**Lemmatization**

In [None]:
import nltk
from nltk.stem import WordNetLemmatizer

nltk.download('wordnet', quiet=True)
nltk.download('omw-1.4', quiet=True)

print("Lemmatized word:", WordNetLemmatizer().lemmatize(input("Enter a word: ")))


Enter a word: bank
Lemmatized word: bank


**Normalization**

In [None]:
import re

def normalize_text(text):
    text = text.lower()
    text = re.sub(r'\s+', ' ', text)
    text = text.strip()
    return text

text = "Hello World!! This is Python"
print("Normalized text:", normalize_text(text))

Normalized text: hello world!! this is python


**Tokenization**

In [None]:
text = "Hello World This is simple tokenization example"
tokens = text.split()
print(tokens)

['Hello', 'World', 'This', 'is', 'simple', 'tokenization', 'example']


**Stemming**

In [None]:
import nltk
import warnings
from nltk.stem import PorterStemmer
from nltk.tokenize import word_tokenize

warnings.filterwarnings("ignore")
nltk.download('punkt', quiet=True)
nltk.download('punkt_tab', quiet=True)

text = "Cars running faster than the other animals"
words = word_tokenize(text)

ps = PorterStemmer()
stemmed = [ps.stem(w) for w in words]

print(stemmed)


['car', 'run', 'faster', 'than', 'the', 'other', 'anim']


**Morphology**

In [None]:
import spacy, warnings
warnings.filterwarnings("ignore")

nlp = spacy.load("en_core_web_sm")

text = "The cats are running quickly"
doc = nlp(text)

for token in doc:
    print(token.text, "→", token.lemma_, "|", token.pos_, "|", token.morph)


The → the | DET | Definite=Def|PronType=Art
cats → cat | NOUN | Number=Plur
are → be | AUX | Mood=Ind|Tense=Pres|VerbForm=Fin
running → run | VERB | Aspect=Prog|Tense=Pres|VerbForm=Part
quickly → quickly | ADV | 


**Spelling Correction**

In [None]:

!pip install textblob -q

from textblob import TextBlob

text = "I lik to lern naturall langauge procesing"
blob = TextBlob(text)

print(blob.correct())

• _RECORD LIST_:
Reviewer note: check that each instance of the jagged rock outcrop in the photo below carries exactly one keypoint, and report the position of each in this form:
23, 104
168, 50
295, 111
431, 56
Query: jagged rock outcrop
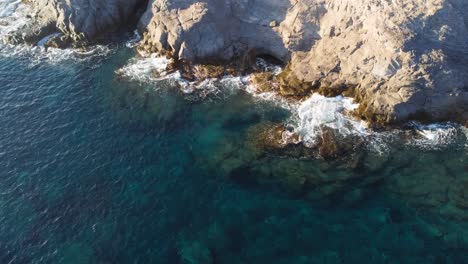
78, 20
404, 59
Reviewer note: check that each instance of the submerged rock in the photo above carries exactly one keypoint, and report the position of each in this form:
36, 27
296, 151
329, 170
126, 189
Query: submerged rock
403, 60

• _GOAL_:
In the stemming part of the NLP notebook, what does the Porter stemmer turn the word "animals" into? The records have no connection to the NLP notebook.

• _ANSWER TO THIS TASK_:
anim